Parts of the exercise>
[a] Please condense the paragraph of the One World Radio article below that begins "One World Radio, also" into a shorter version that keeps its main facts.
[b] Quote the One World Radio article below from the words "The digital radio" up to and including the words "also in 2007.".
##### Text segment
One World Radio, also to referred as The official sound of Tomorrowland, is the official radio station and the content platform of Tomorrowland. It is completely free and available 24/7, with the goal of uniting the "People of Tomorrow" through the music every time of the year, not only on the festival season.

The digital radio station many electronic genres with daily, weekly and special monthly episodes. Just like the festival, One World Radio is all over the world with the international hosts and guests, it has millions of listeners in over 130 countries.

The success of One World Radio is due to the "impeccable selection" of music, but also the fact that all of the shows are later to be found on-demand right, after they go on air.

History 

One World Radio was launched as Radio DEEA in 1997,

In 2007, Lagardère bought the licenses of Radio DEEA, for the launch of Vibe FM in 2008. Although Lagardère bought only the radio licenses for Radio DEEA, but not the brand. Also, Radio 21 has also bought 21 radio licenses for Radio DEEA, also in 2007.

On April 7, 2008, Radio DEEA became Vibe FM, and the format for Vibe FM when it was launched was dance music, with the slogan Dancefloor Radio.
##########
##### Material provided
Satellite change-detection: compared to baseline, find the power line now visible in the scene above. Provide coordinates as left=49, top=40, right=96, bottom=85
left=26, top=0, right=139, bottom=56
##########
Task answers>
[a] One World Radio, known as The official sound of Tomorrowland, is Tomorrowland's official radio station and content platform. It is free and runs 24/7 to unite the "People of Tomorrow" through music all year, not only during festival season.

[b]
The digital radio station many electronic genres with daily, weekly and special monthly episodes. Just like the festival, One World Radio is all over the world with the international hosts and guests, it has millions of listeners in over 130 countries.

The success of One World Radio is due to the "impeccable selection" of music, but also the fact that all of the shows are later to be found on-demand right, after they go on air.

History 

One World Radio was launched as Radio DEEA in 1997,

In 2007, Lagardère bought the licenses of Radio DEEA, for the launch of Vibe FM in 2008. Although Lagardère bought only the radio licenses for Radio DEEA, but not the brand. Also, Radio 21 has also bought 21 radio licenses for Radio DEEA, also in 2007.